◆ Texte fourni
□ □ □ □ □ □ □
LA FLEUR AU FUSIL – THÉÂTRE DE LA COMÉDIE BASTILLE

♥♥♥♥(♥) Le 25 avril 1974, au Portugal, la révolution des Œillets fait chuter la plus longue dictature d’Europe. Des milliers de Portugais marchent ensemble vers leur destin pour écrire, la Fleur au fusil. C’est l’histoire d’une démocratie qui se gagne par l’union d’un peuple et qui se conquiert avec des fleurs. En effet, ces hommes et ces femmes réussissent à gagner leur liberté sans qu’aucune goutte de sang ne soit versée.
□ □ □ □ □ □ □
◆ Données brutes
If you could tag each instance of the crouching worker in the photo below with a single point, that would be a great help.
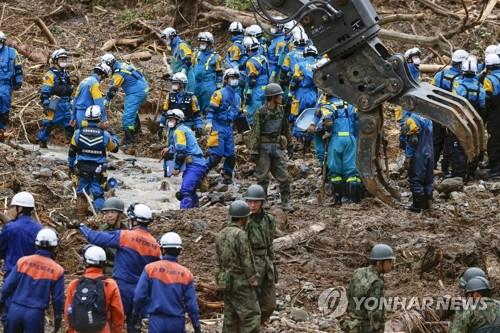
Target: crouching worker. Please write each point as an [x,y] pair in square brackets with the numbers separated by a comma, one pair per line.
[166,289]
[419,152]
[185,151]
[87,152]
[102,313]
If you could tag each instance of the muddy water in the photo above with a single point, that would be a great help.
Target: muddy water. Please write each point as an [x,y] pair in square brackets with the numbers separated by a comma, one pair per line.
[138,181]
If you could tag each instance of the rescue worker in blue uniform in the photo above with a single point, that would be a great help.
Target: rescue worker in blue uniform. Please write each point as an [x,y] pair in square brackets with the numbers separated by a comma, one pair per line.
[471,89]
[492,88]
[303,92]
[135,249]
[419,151]
[166,291]
[185,101]
[182,56]
[11,78]
[225,107]
[186,153]
[236,54]
[442,139]
[412,57]
[87,153]
[89,93]
[34,282]
[276,47]
[136,90]
[342,125]
[257,77]
[208,70]
[56,98]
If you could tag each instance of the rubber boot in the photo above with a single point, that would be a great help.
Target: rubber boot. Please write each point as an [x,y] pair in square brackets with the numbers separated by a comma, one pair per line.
[418,203]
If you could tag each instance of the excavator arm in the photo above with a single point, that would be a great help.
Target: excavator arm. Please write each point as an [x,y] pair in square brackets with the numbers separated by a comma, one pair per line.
[364,73]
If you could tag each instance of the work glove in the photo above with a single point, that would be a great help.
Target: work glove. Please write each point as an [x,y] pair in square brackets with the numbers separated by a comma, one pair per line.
[57,325]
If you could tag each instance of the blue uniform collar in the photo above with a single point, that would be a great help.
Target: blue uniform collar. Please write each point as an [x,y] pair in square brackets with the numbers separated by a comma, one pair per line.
[169,258]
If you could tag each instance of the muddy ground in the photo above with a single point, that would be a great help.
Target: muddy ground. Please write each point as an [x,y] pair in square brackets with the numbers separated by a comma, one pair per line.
[433,248]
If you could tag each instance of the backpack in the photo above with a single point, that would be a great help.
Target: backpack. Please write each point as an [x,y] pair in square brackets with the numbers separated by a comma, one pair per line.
[88,309]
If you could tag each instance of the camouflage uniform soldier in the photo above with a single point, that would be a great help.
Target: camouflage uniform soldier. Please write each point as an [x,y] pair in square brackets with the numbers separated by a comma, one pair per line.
[236,275]
[368,283]
[261,228]
[484,313]
[270,136]
[113,210]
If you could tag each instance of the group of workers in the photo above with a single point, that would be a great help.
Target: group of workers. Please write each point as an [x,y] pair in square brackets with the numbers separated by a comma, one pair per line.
[147,281]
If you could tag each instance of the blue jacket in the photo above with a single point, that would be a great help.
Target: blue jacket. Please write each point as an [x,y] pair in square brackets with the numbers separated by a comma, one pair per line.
[17,240]
[129,78]
[56,82]
[34,282]
[90,144]
[166,288]
[11,69]
[183,144]
[445,79]
[87,94]
[225,105]
[135,249]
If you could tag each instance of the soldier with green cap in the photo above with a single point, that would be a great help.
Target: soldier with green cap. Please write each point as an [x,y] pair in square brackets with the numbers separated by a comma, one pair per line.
[270,139]
[367,286]
[235,275]
[261,228]
[113,211]
[482,314]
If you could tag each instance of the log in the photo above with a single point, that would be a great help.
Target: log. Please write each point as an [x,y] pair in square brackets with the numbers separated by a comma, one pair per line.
[28,52]
[142,55]
[50,37]
[297,237]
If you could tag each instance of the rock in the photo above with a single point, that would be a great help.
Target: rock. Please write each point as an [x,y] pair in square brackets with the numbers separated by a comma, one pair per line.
[449,185]
[298,315]
[45,172]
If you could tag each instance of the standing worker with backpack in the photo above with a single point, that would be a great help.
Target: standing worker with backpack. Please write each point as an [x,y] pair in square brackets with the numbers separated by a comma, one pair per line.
[93,303]
[135,249]
[34,283]
[167,290]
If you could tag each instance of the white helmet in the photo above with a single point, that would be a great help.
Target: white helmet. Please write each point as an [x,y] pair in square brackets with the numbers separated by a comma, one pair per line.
[46,237]
[235,27]
[492,60]
[171,240]
[251,43]
[176,114]
[491,49]
[206,36]
[103,68]
[93,113]
[23,199]
[231,72]
[95,255]
[254,31]
[168,33]
[299,36]
[60,53]
[179,77]
[140,213]
[469,66]
[459,56]
[108,59]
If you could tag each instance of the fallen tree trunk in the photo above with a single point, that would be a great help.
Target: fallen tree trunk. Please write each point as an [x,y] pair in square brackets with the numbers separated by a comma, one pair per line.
[297,237]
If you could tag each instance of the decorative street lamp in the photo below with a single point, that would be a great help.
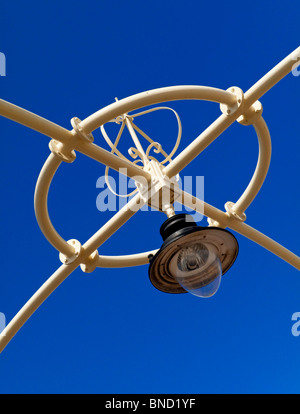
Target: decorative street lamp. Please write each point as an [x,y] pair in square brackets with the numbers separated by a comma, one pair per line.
[192,258]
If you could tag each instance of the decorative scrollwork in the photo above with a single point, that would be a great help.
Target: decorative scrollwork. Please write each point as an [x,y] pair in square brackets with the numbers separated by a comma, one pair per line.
[134,153]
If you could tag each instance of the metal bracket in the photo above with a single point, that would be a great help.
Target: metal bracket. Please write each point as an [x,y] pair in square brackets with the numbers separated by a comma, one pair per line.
[162,191]
[251,115]
[77,251]
[229,207]
[229,110]
[75,122]
[62,151]
[90,262]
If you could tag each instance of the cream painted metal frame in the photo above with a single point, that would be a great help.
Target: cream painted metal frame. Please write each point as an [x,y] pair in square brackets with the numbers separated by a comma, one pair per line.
[235,106]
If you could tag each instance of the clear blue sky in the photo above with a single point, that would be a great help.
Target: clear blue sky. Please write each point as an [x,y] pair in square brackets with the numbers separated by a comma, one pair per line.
[111,331]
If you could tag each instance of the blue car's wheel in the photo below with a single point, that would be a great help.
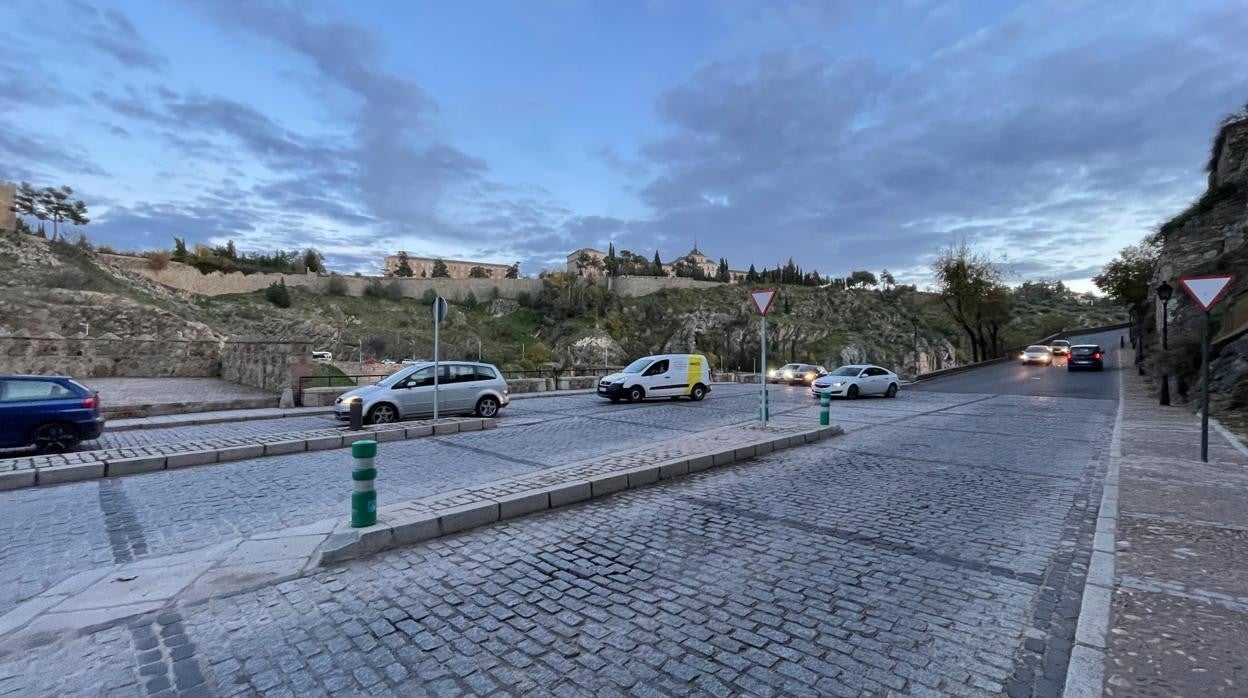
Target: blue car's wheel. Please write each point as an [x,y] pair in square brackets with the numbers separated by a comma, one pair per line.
[55,437]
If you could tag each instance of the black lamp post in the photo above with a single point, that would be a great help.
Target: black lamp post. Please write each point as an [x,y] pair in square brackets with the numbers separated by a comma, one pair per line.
[914,321]
[1165,292]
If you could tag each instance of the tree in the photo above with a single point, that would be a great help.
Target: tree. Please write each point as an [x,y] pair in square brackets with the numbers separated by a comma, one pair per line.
[278,294]
[58,206]
[313,261]
[971,291]
[402,269]
[1126,280]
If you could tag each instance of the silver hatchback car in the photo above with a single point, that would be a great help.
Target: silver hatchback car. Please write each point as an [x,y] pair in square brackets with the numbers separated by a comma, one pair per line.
[464,387]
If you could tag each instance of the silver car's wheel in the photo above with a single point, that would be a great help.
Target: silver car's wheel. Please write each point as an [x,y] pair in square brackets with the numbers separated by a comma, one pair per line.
[382,413]
[487,407]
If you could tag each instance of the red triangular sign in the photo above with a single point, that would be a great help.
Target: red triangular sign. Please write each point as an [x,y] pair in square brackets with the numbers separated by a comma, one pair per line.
[1206,290]
[763,300]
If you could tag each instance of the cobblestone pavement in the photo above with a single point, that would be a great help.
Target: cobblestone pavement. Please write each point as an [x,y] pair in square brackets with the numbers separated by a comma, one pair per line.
[944,560]
[1178,616]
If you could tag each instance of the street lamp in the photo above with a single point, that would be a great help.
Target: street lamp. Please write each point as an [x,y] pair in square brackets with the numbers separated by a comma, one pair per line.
[1165,292]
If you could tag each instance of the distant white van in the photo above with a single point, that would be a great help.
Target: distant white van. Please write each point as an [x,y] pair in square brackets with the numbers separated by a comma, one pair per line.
[667,375]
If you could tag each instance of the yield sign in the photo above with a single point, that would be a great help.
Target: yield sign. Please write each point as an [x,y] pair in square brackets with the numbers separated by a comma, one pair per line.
[763,300]
[1206,290]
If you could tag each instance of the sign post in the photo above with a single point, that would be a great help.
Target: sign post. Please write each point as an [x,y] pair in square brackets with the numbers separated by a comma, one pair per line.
[763,300]
[1206,291]
[439,314]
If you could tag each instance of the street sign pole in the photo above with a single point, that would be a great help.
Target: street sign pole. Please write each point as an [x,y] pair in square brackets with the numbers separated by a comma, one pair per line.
[763,360]
[1206,291]
[1204,398]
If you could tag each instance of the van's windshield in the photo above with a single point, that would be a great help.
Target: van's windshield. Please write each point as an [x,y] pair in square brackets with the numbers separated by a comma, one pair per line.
[637,366]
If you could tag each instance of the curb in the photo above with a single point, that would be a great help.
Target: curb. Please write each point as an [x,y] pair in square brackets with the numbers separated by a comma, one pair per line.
[1085,677]
[402,526]
[135,465]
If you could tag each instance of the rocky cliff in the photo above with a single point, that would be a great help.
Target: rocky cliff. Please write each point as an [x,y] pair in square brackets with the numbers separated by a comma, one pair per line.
[1208,237]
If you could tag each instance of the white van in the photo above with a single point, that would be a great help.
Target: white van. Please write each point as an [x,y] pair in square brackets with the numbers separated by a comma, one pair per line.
[667,375]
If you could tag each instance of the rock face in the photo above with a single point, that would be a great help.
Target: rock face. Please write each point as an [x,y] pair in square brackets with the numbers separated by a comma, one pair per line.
[1209,237]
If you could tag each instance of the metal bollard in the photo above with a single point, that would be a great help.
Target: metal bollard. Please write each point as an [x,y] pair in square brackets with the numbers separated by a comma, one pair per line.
[363,498]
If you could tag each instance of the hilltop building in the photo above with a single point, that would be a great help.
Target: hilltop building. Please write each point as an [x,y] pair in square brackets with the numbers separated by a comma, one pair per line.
[422,267]
[8,219]
[595,264]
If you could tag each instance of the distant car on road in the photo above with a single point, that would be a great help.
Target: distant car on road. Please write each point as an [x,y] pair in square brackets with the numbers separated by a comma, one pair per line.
[53,413]
[665,375]
[858,380]
[798,373]
[1037,353]
[1086,356]
[463,387]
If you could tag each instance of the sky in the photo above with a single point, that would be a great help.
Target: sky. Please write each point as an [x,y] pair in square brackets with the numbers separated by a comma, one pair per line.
[845,135]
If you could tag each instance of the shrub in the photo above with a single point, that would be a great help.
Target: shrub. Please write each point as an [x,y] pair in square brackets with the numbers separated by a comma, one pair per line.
[394,290]
[157,260]
[278,294]
[337,286]
[375,290]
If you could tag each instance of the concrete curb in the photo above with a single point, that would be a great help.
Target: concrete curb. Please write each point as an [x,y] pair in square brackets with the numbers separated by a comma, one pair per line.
[124,466]
[1085,677]
[399,526]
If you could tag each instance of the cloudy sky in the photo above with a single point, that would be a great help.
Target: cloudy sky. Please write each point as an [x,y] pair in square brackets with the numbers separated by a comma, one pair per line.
[844,134]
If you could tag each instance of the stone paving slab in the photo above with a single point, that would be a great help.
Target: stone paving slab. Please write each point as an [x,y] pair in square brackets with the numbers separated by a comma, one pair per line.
[99,598]
[109,462]
[557,487]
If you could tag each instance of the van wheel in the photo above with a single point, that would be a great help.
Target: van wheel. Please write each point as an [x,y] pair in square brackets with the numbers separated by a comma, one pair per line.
[55,438]
[487,407]
[382,413]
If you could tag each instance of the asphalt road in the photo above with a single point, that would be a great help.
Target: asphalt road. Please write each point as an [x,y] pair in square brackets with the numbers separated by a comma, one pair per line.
[1012,377]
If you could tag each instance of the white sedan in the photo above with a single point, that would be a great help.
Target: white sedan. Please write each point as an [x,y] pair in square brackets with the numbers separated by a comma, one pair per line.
[854,381]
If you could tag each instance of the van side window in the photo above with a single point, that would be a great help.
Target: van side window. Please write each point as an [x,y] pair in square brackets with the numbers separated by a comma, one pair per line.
[657,368]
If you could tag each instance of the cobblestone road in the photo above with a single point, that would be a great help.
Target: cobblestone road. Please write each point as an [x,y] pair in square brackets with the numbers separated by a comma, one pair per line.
[937,548]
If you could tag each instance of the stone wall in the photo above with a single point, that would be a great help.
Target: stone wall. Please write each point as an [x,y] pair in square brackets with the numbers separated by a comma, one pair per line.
[216,284]
[271,366]
[91,357]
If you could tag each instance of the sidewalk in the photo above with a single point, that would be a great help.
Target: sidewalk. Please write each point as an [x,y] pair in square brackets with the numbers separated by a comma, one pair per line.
[1178,612]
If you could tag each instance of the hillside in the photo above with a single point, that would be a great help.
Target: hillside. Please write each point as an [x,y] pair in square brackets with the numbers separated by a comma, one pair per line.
[55,289]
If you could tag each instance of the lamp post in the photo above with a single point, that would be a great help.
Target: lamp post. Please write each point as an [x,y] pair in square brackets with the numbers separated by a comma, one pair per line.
[1165,292]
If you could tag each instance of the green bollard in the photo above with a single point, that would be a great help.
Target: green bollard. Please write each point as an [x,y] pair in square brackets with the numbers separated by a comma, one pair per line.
[363,500]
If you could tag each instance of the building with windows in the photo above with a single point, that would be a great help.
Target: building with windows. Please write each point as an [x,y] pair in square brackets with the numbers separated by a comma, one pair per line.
[422,267]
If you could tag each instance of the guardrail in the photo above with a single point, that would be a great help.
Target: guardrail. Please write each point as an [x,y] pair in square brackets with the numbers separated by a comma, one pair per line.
[1010,353]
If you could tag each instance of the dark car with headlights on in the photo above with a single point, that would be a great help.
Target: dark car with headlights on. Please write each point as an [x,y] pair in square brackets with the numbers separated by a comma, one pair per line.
[53,413]
[1086,356]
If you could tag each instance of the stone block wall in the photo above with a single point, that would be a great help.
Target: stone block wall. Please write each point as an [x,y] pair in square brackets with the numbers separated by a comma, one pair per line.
[92,357]
[270,366]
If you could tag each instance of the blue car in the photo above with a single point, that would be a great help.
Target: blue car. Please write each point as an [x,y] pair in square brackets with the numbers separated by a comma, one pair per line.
[53,413]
□ □ □ □ □ □ □
◆ Consignes de l'exercice
1. Reproduisez le passage du texte fourni qui va de « LA FLEUR AU FUSIL – » jusqu'à « ne soit versée. » inclus.
2. D'après le texte fourni, à quelle date la révolution des Œillets a-t-elle eu lieu au Portugal ?
Les enregistrements forment un matériau indépendant du texte fourni.

◆ Corrigé de l'exercice
1.
LA FLEUR AU FUSIL – THÉÂTRE DE LA COMÉDIE BASTILLE

♥♥♥♥(♥) Le 25 avril 1974, au Portugal, la révolution des Œillets fait chuter la plus longue dictature d’Europe. Des milliers de Portugais marchent ensemble vers leur destin pour écrire, la Fleur au fusil. C’est l’histoire d’une démocratie qui se gagne par l’union d’un peuple et qui se conquiert avec des fleurs. En effet, ces hommes et ces femmes réussissent à gagner leur liberté sans qu’aucune goutte de sang ne soit versée.

2. Le 25 avril 1974.